• INSTRUCTIONS FOR THE TASK: The records below are to be restated word for word, with every picture left out.

• EXERCISE DATA:
---
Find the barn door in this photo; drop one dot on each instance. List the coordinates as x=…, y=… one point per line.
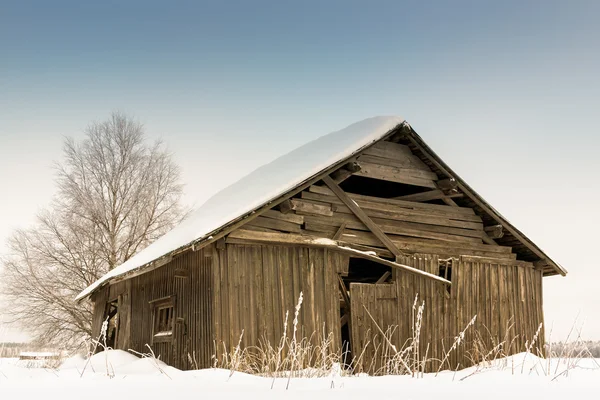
x=374, y=325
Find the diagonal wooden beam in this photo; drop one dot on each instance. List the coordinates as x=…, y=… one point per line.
x=426, y=196
x=246, y=236
x=361, y=215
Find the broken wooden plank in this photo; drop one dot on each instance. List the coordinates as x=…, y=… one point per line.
x=400, y=241
x=392, y=174
x=360, y=214
x=402, y=228
x=447, y=184
x=404, y=161
x=277, y=224
x=400, y=203
x=296, y=219
x=346, y=172
x=494, y=231
x=306, y=207
x=383, y=277
x=435, y=194
x=340, y=231
x=378, y=210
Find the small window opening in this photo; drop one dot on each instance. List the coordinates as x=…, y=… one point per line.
x=445, y=271
x=378, y=188
x=367, y=271
x=163, y=320
x=359, y=271
x=112, y=318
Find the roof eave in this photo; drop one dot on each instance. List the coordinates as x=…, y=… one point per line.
x=475, y=197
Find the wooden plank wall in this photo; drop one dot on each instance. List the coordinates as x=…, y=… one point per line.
x=256, y=285
x=506, y=297
x=188, y=278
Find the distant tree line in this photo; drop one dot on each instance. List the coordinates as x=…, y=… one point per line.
x=116, y=194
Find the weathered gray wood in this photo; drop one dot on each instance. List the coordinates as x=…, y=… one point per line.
---
• SOLUTION:
Find the barn door in this photo; drop one dot on each instance. List the coordinates as x=…, y=… one point per line.
x=374, y=325
Find the diagonal wooden beam in this photo; drop one dot on each instance. List the coordinates as x=…, y=… one point per line.
x=426, y=196
x=246, y=236
x=361, y=215
Find the broken wooden plank in this photo; drop one dot on each instance. List the coordinates as x=…, y=… one point per line.
x=400, y=241
x=392, y=174
x=360, y=214
x=402, y=228
x=447, y=184
x=404, y=161
x=277, y=224
x=400, y=203
x=296, y=219
x=346, y=172
x=494, y=231
x=306, y=207
x=383, y=277
x=435, y=194
x=340, y=231
x=378, y=210
Find the small window opening in this photo; drop one dot on each instance. List the coordinates as x=…, y=… one point per line.
x=445, y=271
x=378, y=188
x=367, y=271
x=163, y=320
x=359, y=271
x=112, y=318
Find the roof eave in this photo; drop one dot on each instance. List the coordinates as x=…, y=… one point per line.
x=475, y=197
Find the wooden plank wall in this photo; drop one dot on each instance. List the coordinates as x=…, y=… one point per line.
x=256, y=285
x=506, y=297
x=188, y=278
Find the distant tree line in this photo; drop one dot on each instance. List the coordinates as x=…, y=… one point per line.
x=116, y=194
Find the weathered gray wood in this photo; drop one dot on each instance. List the coordinates as x=…, y=… one point per line.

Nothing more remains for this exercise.